Couvrant la période 1935-1975, cette autobiographie très attachée aux faits entraîne le lecteur dans le laboratoire du romancier connu pour son humour et son sens du comique. Elle constitue aussi une plongée dans l’Angleterre de l’après-guerre, notamment dans son système universitaire, puisque David Lodge a mené de front une carrière de professeur à l’université de Birmingham et de romancier.

 

À 81 ans, David Lodge se penche sur son passé et sur ses années de formation, de manière linéaire -et ce sans le ton caustique qui fît son succès en France- à la fin des années 1980, grâce aux éditions Rivages qui ont traduit ses romans de campus comme Un tout petit monde, ainsi que ses comédies de mœurs comme Jeu de société. Le titre, assez paradoxal pour un homme qui avait quatre ans quand la Seconde Guerre Mondiale a éclaté, s’explique par le fait qu’il a pu bénéficier de la loi sur l’enseignement secondaire de 1944 qui lui a assuré la gratuité de ses études, et une bourse calculée sur le revenu de sa famille afin d’étudier à l’University College de Londres. Il appartient donc à « la classe moyenne la plus modeste », et n’aurait jamais pu imaginer devenir universitaire sans ce changement profond dans le système éducatif britannique.

# [Section des données]
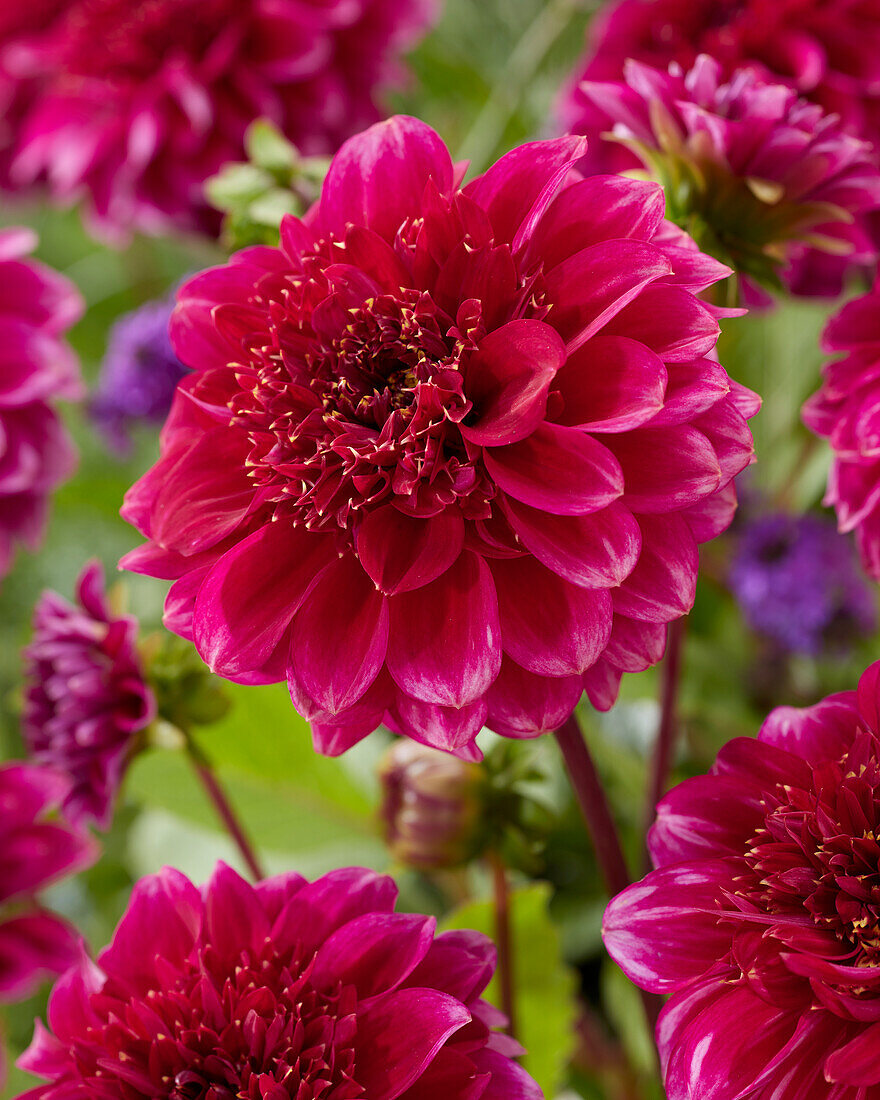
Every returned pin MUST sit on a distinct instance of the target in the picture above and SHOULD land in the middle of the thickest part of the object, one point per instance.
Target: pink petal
(377, 177)
(374, 953)
(399, 1035)
(611, 384)
(559, 470)
(246, 602)
(404, 552)
(340, 636)
(596, 551)
(549, 626)
(592, 287)
(507, 378)
(444, 645)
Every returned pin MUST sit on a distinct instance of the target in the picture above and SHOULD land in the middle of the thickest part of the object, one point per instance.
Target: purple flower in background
(86, 696)
(139, 374)
(798, 582)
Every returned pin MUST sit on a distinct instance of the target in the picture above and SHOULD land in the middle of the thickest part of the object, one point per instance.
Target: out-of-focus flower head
(798, 582)
(138, 105)
(760, 178)
(139, 374)
(37, 367)
(846, 411)
(444, 455)
(86, 695)
(35, 850)
(287, 989)
(762, 916)
(826, 50)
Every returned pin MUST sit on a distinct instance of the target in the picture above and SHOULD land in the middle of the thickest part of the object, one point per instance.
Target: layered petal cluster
(799, 583)
(86, 696)
(288, 989)
(762, 916)
(446, 455)
(136, 106)
(828, 51)
(139, 374)
(36, 367)
(846, 411)
(36, 850)
(762, 178)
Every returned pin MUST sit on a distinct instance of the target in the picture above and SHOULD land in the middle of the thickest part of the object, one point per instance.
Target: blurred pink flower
(36, 306)
(138, 105)
(763, 179)
(846, 410)
(828, 51)
(34, 851)
(762, 917)
(86, 695)
(447, 453)
(287, 990)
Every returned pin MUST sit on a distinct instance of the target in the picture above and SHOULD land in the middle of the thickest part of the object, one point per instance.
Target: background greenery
(486, 78)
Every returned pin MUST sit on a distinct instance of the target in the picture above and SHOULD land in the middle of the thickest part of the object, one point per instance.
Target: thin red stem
(667, 732)
(600, 823)
(594, 805)
(504, 939)
(223, 807)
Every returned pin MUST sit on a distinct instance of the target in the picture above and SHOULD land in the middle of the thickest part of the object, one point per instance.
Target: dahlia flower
(828, 51)
(760, 177)
(282, 990)
(845, 411)
(444, 455)
(139, 374)
(139, 105)
(36, 850)
(36, 306)
(762, 915)
(799, 583)
(86, 695)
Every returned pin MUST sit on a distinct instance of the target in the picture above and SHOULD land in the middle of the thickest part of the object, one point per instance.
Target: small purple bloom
(798, 582)
(87, 696)
(139, 374)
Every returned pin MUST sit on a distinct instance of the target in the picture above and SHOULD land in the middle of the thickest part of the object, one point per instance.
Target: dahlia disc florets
(138, 105)
(761, 178)
(287, 990)
(762, 917)
(444, 455)
(86, 696)
(845, 411)
(36, 307)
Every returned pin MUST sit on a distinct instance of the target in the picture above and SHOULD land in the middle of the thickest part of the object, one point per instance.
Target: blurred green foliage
(486, 78)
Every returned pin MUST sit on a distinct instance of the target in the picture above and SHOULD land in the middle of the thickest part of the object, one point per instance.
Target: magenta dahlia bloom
(287, 989)
(138, 105)
(86, 695)
(765, 179)
(34, 851)
(36, 306)
(828, 51)
(762, 916)
(446, 454)
(846, 410)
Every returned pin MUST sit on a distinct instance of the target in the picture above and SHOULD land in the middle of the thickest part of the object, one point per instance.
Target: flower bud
(432, 805)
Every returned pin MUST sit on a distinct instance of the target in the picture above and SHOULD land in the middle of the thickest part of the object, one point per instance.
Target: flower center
(222, 1032)
(354, 403)
(818, 850)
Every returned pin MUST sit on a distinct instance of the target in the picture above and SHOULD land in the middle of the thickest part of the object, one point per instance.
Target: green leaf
(545, 987)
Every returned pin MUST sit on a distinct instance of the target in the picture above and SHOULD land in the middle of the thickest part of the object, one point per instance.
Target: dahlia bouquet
(439, 546)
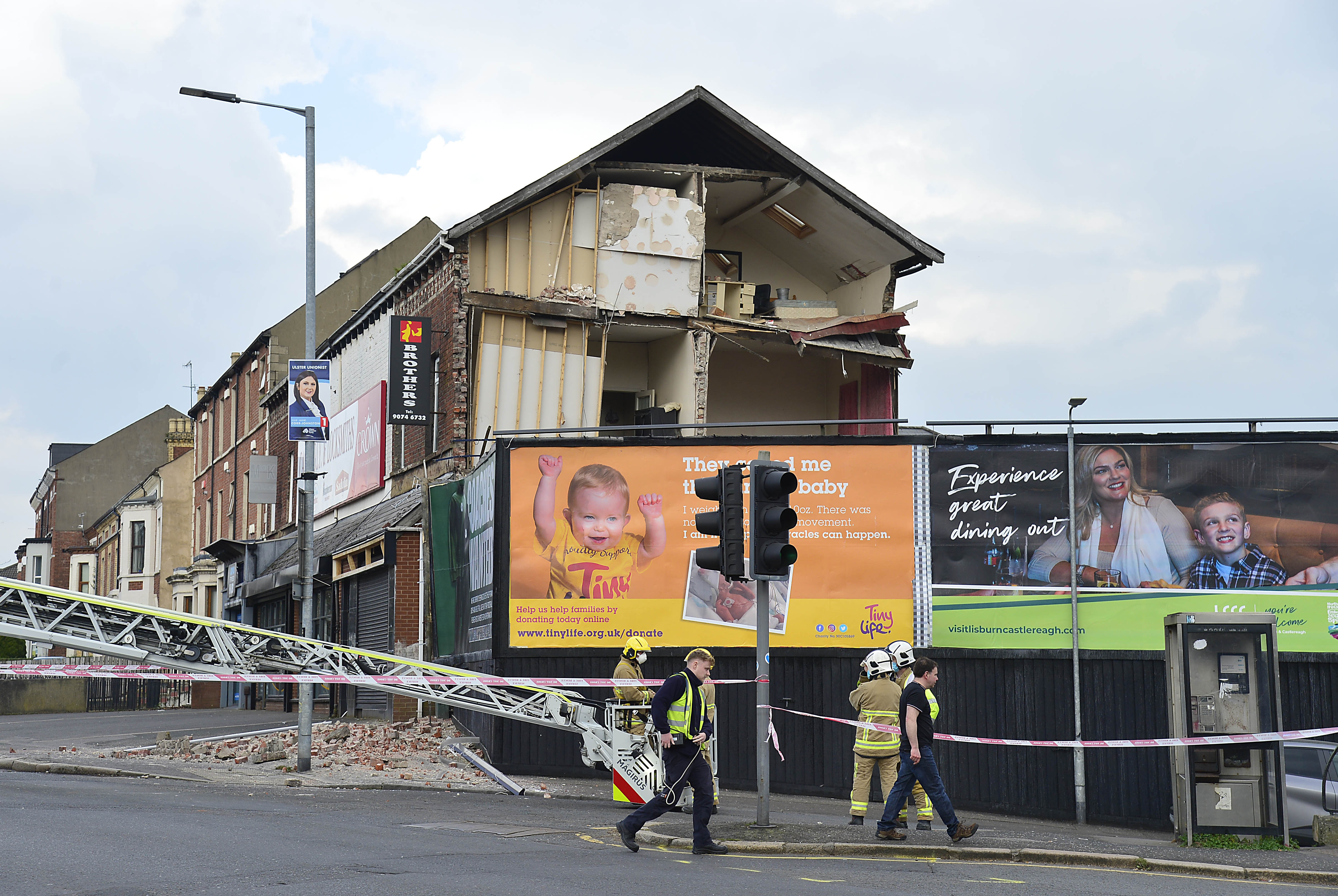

# [Objectif A]
Recopiez mot pour mot, s'il vous plaît, le passage de l'extrait qui commence à « À 81 ans, David » et se termine à « système éducatif britannique. ».
# [Objectif B]
D'après l'extrait, dans quelle université David Lodge a-t-il enseigné ?
Les enregistrements n'ont aucun rôle ici.

# [Réponse complète A]
À 81 ans, David Lodge se penche sur son passé et sur ses années de formation, de manière linéaire -et ce sans le ton caustique qui fît son succès en France- à la fin des années 1980, grâce aux éditions Rivages qui ont traduit ses romans de campus comme Un tout petit monde, ainsi que ses comédies de mœurs comme Jeu de société. Le titre, assez paradoxal pour un homme qui avait quatre ans quand la Seconde Guerre Mondiale a éclaté, s’explique par le fait qu’il a pu bénéficier de la loi sur l’enseignement secondaire de 1944 qui lui a assuré la gratuité de ses études, et une bourse calculée sur le revenu de sa famille afin d’étudier à l’University College de Londres. Il appartient donc à « la classe moyenne la plus modeste », et n’aurait jamais pu imaginer devenir universitaire sans ce changement profond dans le système éducatif britannique.

# [Réponse complète B]
À l'université de Birmingham.